■ WHAT IS BEING ASKED:
Below are records to return verbatim; the pictures are to be dropped.

(Point-per-instance localization data)
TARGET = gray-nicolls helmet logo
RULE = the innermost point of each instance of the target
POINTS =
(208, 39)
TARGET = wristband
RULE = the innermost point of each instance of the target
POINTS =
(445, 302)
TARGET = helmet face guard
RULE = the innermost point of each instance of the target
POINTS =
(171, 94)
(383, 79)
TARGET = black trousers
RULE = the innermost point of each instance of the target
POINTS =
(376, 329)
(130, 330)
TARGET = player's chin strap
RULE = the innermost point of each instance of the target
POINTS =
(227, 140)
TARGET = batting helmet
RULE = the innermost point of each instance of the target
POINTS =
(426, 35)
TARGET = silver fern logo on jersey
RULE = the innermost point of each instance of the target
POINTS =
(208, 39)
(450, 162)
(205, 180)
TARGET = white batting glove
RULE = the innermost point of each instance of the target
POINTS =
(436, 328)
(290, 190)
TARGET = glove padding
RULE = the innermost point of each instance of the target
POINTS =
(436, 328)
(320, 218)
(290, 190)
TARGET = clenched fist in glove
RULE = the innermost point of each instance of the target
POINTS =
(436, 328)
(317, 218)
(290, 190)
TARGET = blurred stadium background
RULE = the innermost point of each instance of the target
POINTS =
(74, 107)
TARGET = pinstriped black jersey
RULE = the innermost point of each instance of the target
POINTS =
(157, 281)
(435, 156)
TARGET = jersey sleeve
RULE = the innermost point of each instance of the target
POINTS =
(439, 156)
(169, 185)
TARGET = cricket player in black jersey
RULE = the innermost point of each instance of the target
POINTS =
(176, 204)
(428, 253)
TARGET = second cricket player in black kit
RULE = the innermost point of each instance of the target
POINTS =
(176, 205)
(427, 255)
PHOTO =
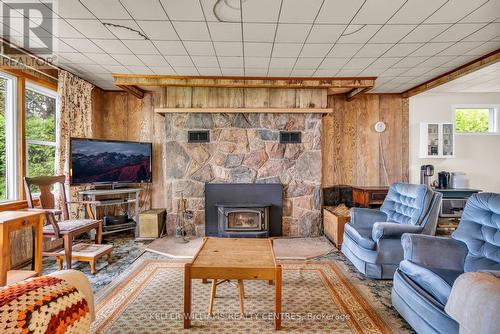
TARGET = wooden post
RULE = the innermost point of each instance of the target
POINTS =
(187, 296)
(278, 281)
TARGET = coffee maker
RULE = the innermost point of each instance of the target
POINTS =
(426, 172)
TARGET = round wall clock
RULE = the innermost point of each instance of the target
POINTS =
(380, 126)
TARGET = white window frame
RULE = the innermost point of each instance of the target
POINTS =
(494, 126)
(50, 93)
(12, 169)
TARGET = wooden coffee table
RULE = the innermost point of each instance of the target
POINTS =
(234, 259)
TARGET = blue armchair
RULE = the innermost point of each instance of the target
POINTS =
(372, 240)
(424, 279)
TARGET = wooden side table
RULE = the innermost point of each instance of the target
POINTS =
(12, 221)
(368, 196)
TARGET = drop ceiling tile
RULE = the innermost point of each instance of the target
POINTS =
(174, 48)
(65, 30)
(124, 29)
(183, 10)
(292, 33)
(128, 60)
(259, 32)
(256, 62)
(72, 9)
(109, 9)
(281, 63)
(179, 61)
(192, 31)
(486, 13)
(163, 70)
(225, 32)
(348, 72)
(75, 58)
(484, 49)
(358, 33)
(457, 32)
(358, 63)
(187, 71)
(373, 50)
(425, 33)
(392, 33)
(402, 49)
(430, 49)
(315, 50)
(338, 12)
(490, 31)
(308, 63)
(415, 11)
(409, 62)
(112, 46)
(299, 11)
(140, 69)
(297, 72)
(102, 58)
(252, 11)
(200, 48)
(231, 62)
(82, 45)
(233, 71)
(330, 63)
(145, 9)
(373, 12)
(258, 49)
(205, 61)
(325, 33)
(344, 50)
(154, 60)
(286, 50)
(229, 49)
(141, 47)
(210, 71)
(453, 11)
(385, 62)
(158, 30)
(326, 73)
(460, 48)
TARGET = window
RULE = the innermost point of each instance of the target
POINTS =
(41, 106)
(475, 120)
(8, 126)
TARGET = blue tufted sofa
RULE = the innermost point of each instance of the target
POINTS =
(372, 240)
(424, 279)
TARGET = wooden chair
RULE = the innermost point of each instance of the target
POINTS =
(58, 223)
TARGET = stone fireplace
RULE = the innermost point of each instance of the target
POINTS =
(244, 148)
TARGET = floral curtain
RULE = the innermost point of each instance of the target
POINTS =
(74, 118)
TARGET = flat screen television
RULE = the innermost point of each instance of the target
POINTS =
(96, 161)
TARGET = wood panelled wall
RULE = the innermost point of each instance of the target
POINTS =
(354, 153)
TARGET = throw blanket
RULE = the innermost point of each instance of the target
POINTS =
(43, 305)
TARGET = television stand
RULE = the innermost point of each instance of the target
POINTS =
(100, 198)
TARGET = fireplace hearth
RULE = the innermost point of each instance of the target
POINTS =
(240, 221)
(239, 210)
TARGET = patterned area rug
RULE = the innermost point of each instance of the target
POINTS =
(317, 298)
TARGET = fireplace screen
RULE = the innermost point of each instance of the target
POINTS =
(244, 220)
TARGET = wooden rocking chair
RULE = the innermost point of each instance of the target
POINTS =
(57, 222)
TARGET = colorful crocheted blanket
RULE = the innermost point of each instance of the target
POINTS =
(43, 305)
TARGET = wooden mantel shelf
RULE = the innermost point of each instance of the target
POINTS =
(245, 110)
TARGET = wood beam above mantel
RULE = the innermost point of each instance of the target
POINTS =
(242, 82)
(245, 110)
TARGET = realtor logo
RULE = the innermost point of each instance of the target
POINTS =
(29, 25)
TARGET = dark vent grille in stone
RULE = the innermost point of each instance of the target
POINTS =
(287, 137)
(198, 136)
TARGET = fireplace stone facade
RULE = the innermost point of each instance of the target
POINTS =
(245, 148)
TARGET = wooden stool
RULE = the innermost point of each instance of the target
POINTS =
(214, 290)
(88, 253)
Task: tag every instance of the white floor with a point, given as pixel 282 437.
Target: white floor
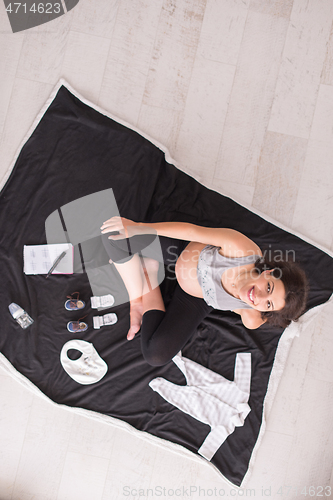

■ EXPECTED ANSWER:
TARGET = gray-nicolls helmet logo
RULE = the innermost point of each instance of the target
POINTS =
(208, 39)
TARGET = wristband
RULE = the innermost point of each instance of the target
POINTS =
(445, 302)
TARGET = helmet face guard
RULE = the innermost point of each instance of the target
POINTS =
(171, 94)
(383, 79)
TARGET = black trousers
RULE = the innermost point of each instance of the target
POINTS =
(376, 329)
(130, 330)
TARGET = player's chin strap
RULE = the innermost point of each instance of the target
POINTS =
(227, 140)
TARGET = batting helmet
RULE = the innermost point of each instance of the target
POINTS =
(426, 35)
TARGET = silver fern logo on jersey
RULE = the innermost point of each instance of the target
POINTS =
(208, 39)
(450, 162)
(205, 180)
TARGET = white batting glove
RULE = the innermost point of each instance of the target
POINTS =
(436, 328)
(290, 190)
TARGET = glove padding
RULE = the innermost point of each instance of the target
POINTS =
(436, 328)
(320, 218)
(290, 190)
TARGET = clenched fist in glove
RULE = the innermost point of each instance of the target
POINTS =
(436, 328)
(317, 218)
(290, 190)
TARGET = blurred stadium background
RULE = the innermost point of each instance of the target
POINTS =
(74, 107)
TARGET = pinstriped black jersey
RULE = the innermost point of each instance of the target
POINTS =
(157, 281)
(435, 156)
TARGET = jersey sleeve
RULE = the innermost point of each instance of the target
POINTS =
(439, 156)
(169, 185)
TARGET = cricket player in black jersey
RULE = the innermost point of each instance of the target
POINTS =
(176, 204)
(428, 253)
TARGET = second cricket player in black kit
RULE = the innermost point of each instance of the target
POINTS =
(176, 205)
(427, 255)
PHOTO =
TARGET = wooden post
RULE = the innermost point of each instance of the target
POINTS =
(187, 296)
(278, 281)
TARGET = coffee maker
RULE = the innermost point of each instance of the target
POINTS =
(426, 172)
TARGET = round wall clock
RULE = the innermost point of each instance of the target
POINTS =
(380, 126)
TARGET = white window frame
RULE = the innermost point of each instance of the target
POINTS =
(494, 126)
(50, 93)
(12, 169)
TARGET = wooden coffee table
RULE = the innermost point of each instance of the target
POINTS =
(234, 259)
TARGET = blue armchair
RULE = the innermost point of each instance of the target
POINTS =
(372, 240)
(424, 279)
TARGET = wooden side table
RULE = the innermost point of each instance of the target
POINTS =
(12, 221)
(368, 196)
TARGET = drop ceiling tile
RULE = the innermost point of each instance of the target
POINTS =
(174, 48)
(65, 30)
(124, 29)
(183, 10)
(292, 33)
(128, 60)
(259, 32)
(256, 62)
(72, 9)
(109, 9)
(281, 63)
(179, 61)
(192, 31)
(486, 13)
(163, 70)
(225, 32)
(348, 72)
(75, 58)
(484, 49)
(358, 33)
(457, 32)
(358, 63)
(187, 71)
(373, 50)
(425, 33)
(392, 33)
(402, 49)
(430, 49)
(315, 50)
(338, 12)
(490, 31)
(308, 63)
(415, 11)
(409, 62)
(112, 46)
(299, 11)
(140, 69)
(297, 72)
(102, 58)
(252, 11)
(200, 48)
(231, 62)
(82, 45)
(233, 71)
(330, 63)
(145, 9)
(373, 12)
(258, 49)
(205, 61)
(325, 33)
(344, 50)
(154, 60)
(286, 50)
(229, 49)
(141, 47)
(210, 71)
(453, 11)
(385, 62)
(158, 30)
(326, 73)
(460, 48)
TARGET = window
RULE = the innermost point of each instance of the target
POINTS =
(41, 106)
(475, 120)
(8, 126)
TARGET = blue tufted sofa
RULE = the innermost point of each instance of the target
POINTS =
(372, 240)
(424, 279)
TARGET = wooden chair
RULE = the innermost point of each instance of the target
POINTS =
(58, 223)
TARGET = stone fireplace
RULE = the innermost point of each instance of the target
POINTS =
(244, 148)
TARGET = floral curtain
RULE = the innermost point of each instance of the target
POINTS =
(74, 118)
TARGET = flat screen television
RULE = the innermost point of each instance of the target
POINTS =
(96, 161)
TARGET = wood panelled wall
RULE = the innermost point of each instance of the target
POINTS =
(354, 153)
TARGET = throw blanket
RULE = the innermost point of each instance of the target
POINTS =
(43, 305)
TARGET = television stand
RULE = the innermost point of each instance of the target
POINTS =
(100, 198)
TARGET = fireplace hearth
RULE = the innermost point of each instance of the target
POINTS =
(240, 221)
(239, 210)
TARGET = patterned area rug
RULE = the innermost point of each instance of the target
POINTS =
(317, 298)
TARGET = fireplace screen
RULE = the innermost point of each instance of the target
POINTS =
(244, 220)
TARGET = wooden rocking chair
RULE = the innermost point of each instance of the target
POINTS =
(57, 222)
TARGET = colorful crocheted blanket
RULE = the innermost point of each instance of the target
POINTS =
(43, 305)
TARGET = wooden mantel shelf
RULE = the innermost point of each instance of the target
POINTS =
(245, 110)
TARGET = wood beam above mantel
RULE = the innermost point of each instance of the target
POINTS =
(242, 82)
(245, 110)
TARGET = realtor logo
RULE = the innermost point of each instance of the target
POINTS =
(29, 25)
TARGET = dark vent grille in stone
RULE = the innermost point of each instance of the target
POINTS =
(287, 137)
(198, 136)
TARGET = fireplace stone facade
RULE = the innermost point of each instance of the target
POINTS =
(245, 148)
TARGET = wooden stool
RULE = the innermost point of each instance of the target
POINTS =
(214, 290)
(88, 253)
Task: tag every instance of the white floor with a point, given as pixel 282 437.
Target: white floor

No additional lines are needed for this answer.